- **Text segment**:
Start

Since 1 September 2024, every Italian short-term rental must hold a safety self-declaration confirming four mandatory devices: a gas detector, a carbon monoxide detector, a 6 kg fire extinguisher and a first-aid kit. Miss them and the cumulative fine can reach EUR 6,000 - plus personal civil liability if a guest is harmed. For a foreign owner equipping a property remotely, this guide covers exactly what to install, where, at what cost, and how the self-certification fits into your CIN registration.

The safety obligation flows from the Ministry of the Interior decree of 06/06/2024 (art. 7), which sits alongside the CIN framework of DL 145/2023 art. 13-ter. When you register your property in the BDSR and obtain your CIN, part of that self-declaration is confirming that the mandatory safety equipment is present and working. In other words, safety compliance is not a separate optional layer - it is baked into the legality of your listing. For owners in London, New York or Dublin who buy or inherit an Italian apartment, this is one of the few compliance steps that requires physical hardware in the property, so it needs planning and a trusted local pair of hands.

End

- **Data provided**:

Start

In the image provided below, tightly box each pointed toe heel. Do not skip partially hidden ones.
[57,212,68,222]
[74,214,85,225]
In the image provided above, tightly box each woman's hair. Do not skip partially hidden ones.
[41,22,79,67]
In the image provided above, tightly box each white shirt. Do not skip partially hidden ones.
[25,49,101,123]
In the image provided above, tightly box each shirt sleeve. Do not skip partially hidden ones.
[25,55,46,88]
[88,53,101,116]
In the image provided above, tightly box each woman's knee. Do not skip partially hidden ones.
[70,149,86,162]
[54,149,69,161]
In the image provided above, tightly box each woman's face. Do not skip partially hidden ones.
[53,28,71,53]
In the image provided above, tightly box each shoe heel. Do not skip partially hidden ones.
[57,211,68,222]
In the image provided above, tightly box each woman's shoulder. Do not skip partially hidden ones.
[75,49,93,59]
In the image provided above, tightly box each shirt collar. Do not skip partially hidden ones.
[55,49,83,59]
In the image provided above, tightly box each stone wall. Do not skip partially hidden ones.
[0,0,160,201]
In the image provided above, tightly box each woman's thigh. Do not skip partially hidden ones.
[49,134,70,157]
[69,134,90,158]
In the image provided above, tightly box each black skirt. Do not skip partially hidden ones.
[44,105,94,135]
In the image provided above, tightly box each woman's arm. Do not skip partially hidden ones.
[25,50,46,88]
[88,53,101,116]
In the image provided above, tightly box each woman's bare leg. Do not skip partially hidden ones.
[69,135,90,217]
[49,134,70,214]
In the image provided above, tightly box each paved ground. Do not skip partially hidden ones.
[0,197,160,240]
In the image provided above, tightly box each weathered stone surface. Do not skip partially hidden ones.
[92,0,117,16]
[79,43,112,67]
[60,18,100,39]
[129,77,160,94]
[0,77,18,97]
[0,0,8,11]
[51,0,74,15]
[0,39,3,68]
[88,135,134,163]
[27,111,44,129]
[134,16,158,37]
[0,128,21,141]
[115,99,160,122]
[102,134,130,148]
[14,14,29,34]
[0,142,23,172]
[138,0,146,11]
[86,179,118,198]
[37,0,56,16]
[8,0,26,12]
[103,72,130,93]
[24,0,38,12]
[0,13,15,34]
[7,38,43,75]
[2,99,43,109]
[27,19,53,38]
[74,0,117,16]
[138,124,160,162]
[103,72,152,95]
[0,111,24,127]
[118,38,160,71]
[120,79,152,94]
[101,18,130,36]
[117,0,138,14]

End

- **Written problem A**: List the four mandatory safety devices named in the text on Italian short-term rental safety.
- **Written problem B**: Reproduce word for word the passage of the rental safety text starting at "The safety obligation" and ending at "pair of hands.".

- **Result A**:
- A gas detector
- A carbon monoxide detector
- A 6 kg fire extinguisher
- A first-aid kit

- **Result B**:
The safety obligation flows from the Ministry of the Interior decree of 06/06/2024 (art. 7), which sits alongside the CIN framework of DL 145/2023 art. 13-ter. When you register your property in the BDSR and obtain your CIN, part of that self-declaration is confirming that the mandatory safety equipment is present and working. In other words, safety compliance is not a separate optional layer - it is baked into the legality of your listing. For owners in London, New York or Dublin who buy or inherit an Italian apartment, this is one of the few compliance steps that requires physical hardware in the property, so it needs planning and a trusted local pair of hands.